Before I started writing the Standing Up sitcom, I thought I’d spend hours poring through my novel and lifting dialogue and ideas verbatim. In fact, I hardly looked at it. Obviously, I knew the story beats intimately, as I did the characters, so I simply started again. I love writing dialogue, so the difficulty for me was using the conventions of script writing (alluded to above) in an effective way. I worked with a brilliant script doctor who showed me what I needed to do. My agent has already had some interest in the script from a couple of independent production companies.
Are you a panster or a plotter?
On balance, a panster. I need some basic plot beats and characters before I can get going, but prefer to extemporise and go where the mood takes me. The untidy bits of plotting and sloppy chronology of a first draft can always be repaired at a later stage.
What authors or books have influenced you?
My favourite book is Bonfire of the Vanities by Tom Wolfe. I can only dream of writing like him. It’s so rich, so complex, so funny, so true. I love witty American authors like Jonathan Tropper, Steve Hely and Rob Long, as well as the funnier stuff by David Nicholls and Nick Hornby. I wouldn’t say any one author has particularly influenced me, but people like Hornby make it ok for men to write contemporary humorous fiction with a romantic heart, so hats off to him!

● **Exercises to complete**:
**1.** List every author the interview names.
**2.** In the interview, which book is called the speaker's favorite?

● **Stored rows**:
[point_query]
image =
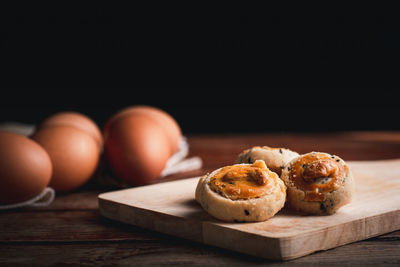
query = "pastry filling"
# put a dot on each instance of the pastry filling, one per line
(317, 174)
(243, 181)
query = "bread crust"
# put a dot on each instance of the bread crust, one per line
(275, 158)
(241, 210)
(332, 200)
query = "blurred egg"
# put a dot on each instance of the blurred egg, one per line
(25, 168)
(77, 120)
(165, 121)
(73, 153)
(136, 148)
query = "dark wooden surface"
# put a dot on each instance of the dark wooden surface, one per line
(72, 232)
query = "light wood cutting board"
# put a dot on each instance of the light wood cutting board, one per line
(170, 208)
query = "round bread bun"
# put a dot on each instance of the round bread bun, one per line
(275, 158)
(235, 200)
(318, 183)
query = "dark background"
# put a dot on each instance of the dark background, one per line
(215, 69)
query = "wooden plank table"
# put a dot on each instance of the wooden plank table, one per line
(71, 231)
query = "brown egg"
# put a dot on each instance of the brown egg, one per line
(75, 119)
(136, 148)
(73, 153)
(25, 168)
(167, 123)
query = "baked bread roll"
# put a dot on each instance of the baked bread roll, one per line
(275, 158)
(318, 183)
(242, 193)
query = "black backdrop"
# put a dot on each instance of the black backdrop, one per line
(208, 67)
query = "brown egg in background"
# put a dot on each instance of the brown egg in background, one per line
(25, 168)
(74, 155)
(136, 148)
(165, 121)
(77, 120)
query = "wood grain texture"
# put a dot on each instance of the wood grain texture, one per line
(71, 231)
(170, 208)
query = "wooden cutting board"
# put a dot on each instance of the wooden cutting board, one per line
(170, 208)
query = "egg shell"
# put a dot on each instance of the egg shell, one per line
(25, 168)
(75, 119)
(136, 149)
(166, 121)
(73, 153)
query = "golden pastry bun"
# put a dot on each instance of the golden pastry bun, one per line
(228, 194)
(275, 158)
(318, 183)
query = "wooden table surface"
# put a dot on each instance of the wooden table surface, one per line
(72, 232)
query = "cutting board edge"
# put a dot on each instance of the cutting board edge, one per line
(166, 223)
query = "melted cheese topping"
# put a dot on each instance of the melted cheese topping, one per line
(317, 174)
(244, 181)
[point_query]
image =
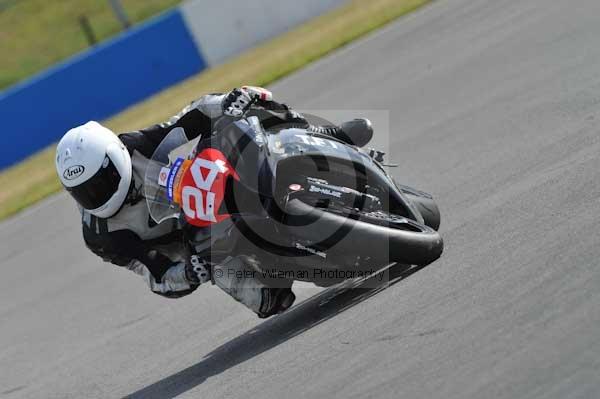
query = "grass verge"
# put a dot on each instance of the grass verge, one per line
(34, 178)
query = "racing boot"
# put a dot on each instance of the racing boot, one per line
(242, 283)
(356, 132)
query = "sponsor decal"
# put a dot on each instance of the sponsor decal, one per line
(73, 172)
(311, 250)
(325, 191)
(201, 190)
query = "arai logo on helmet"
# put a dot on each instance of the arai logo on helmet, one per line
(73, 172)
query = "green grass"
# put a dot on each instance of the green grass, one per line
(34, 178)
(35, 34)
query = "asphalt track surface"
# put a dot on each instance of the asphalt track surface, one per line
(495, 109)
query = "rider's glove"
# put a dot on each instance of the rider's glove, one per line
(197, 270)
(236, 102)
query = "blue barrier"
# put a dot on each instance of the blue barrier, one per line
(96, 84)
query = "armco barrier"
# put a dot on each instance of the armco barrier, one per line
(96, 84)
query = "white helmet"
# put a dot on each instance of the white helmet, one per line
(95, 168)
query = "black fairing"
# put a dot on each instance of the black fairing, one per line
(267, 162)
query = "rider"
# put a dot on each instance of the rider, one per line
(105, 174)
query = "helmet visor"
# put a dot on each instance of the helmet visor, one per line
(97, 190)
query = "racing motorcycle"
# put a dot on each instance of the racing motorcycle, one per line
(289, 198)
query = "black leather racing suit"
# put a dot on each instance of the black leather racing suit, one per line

● **Answer list**:
**1.** Tom Wolfe, Jonathan Tropper, Steve Hely, Rob Long, David Nicholls, Nick Hornby

**2.** Bonfire of the Vanities by Tom Wolfe